§ **Material shown**

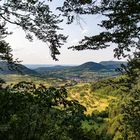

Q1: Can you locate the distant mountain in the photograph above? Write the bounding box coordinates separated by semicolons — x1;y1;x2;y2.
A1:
35;65;72;74
74;62;108;71
33;61;120;81
0;61;125;81
0;61;38;75
100;61;127;69
34;62;108;74
25;64;76;69
25;64;56;69
0;61;124;82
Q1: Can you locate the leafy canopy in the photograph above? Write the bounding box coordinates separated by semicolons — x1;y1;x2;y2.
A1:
0;0;67;61
0;0;140;61
0;81;86;140
60;0;140;58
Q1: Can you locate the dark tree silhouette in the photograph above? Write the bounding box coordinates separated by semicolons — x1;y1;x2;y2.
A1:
0;0;67;61
59;0;140;58
0;22;13;62
0;0;139;61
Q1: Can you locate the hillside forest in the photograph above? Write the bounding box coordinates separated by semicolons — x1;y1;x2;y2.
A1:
0;0;140;140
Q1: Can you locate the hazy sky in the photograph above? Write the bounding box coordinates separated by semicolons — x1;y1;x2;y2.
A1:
5;0;127;65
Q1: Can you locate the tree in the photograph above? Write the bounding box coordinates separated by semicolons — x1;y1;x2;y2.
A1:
0;0;140;61
0;0;67;61
0;22;16;82
59;0;140;59
0;22;13;62
0;81;86;140
106;52;140;140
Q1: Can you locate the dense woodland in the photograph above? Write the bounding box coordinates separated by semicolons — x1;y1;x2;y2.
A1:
0;0;140;140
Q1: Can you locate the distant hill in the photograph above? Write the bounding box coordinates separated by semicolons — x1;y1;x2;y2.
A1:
0;61;38;75
25;64;56;69
35;65;72;74
35;62;108;74
0;61;125;81
74;62;108;71
34;61;121;81
100;61;127;69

§ **Work item**
Please repeat the entries above exactly, leaving out any pictures.

§ **Result**
Q1: Can you locate the distant mountain in the photograph above? Write the bounding box coordinates separated by semicolons — x1;y1;x2;y2.
A1:
35;65;72;74
74;62;108;71
33;61;120;81
0;61;125;81
0;61;38;75
100;61;127;69
34;62;108;74
25;64;76;69
25;64;56;69
0;61;124;82
Q1: Can you locate the leafy canopy in the photograph above? Write the bounding box coordinates separated by semicolons — x1;y1;x2;y2.
A1:
0;0;67;61
0;0;140;61
0;81;86;140
60;0;140;58
Q1: Can you locate the dark tree silhouette in the photograph above? Write the bounding box coordinates separated by semicolons — x1;y1;x2;y2.
A1:
0;0;67;61
59;0;140;58
0;22;13;62
0;0;139;61
Q1: Can you locate the hillside forest in the photograph above? Write the bounding box coordinates separated by semicolons — x1;y1;x2;y2.
A1:
0;0;140;140
Q1: Can you locate the hazy sky in the photograph above? Write the bounding box coordinates separated by semicolons — x1;y1;x2;y2.
A1:
5;0;127;65
Q1: Can you locate the tree in the photograph above? Write the bounding box coordinates separated by semicolons — x1;y1;x2;y2.
A1:
0;0;140;61
0;0;67;61
0;22;16;82
59;0;140;59
0;22;13;62
0;81;86;140
106;52;140;140
Q1: Can you locate the dense woodland in the photograph above? Write the bounding box coordinates separated by semicolons — x1;y1;x2;y2.
A1:
0;0;140;140
Q1: Can you locate the distant hill in the photograph above? Write the bounding box coordinates separated by semicolons — x1;y1;x2;y2.
A1:
0;61;38;75
25;64;56;69
35;65;72;74
35;62;108;74
0;61;125;81
74;62;108;71
34;61;121;81
100;61;127;69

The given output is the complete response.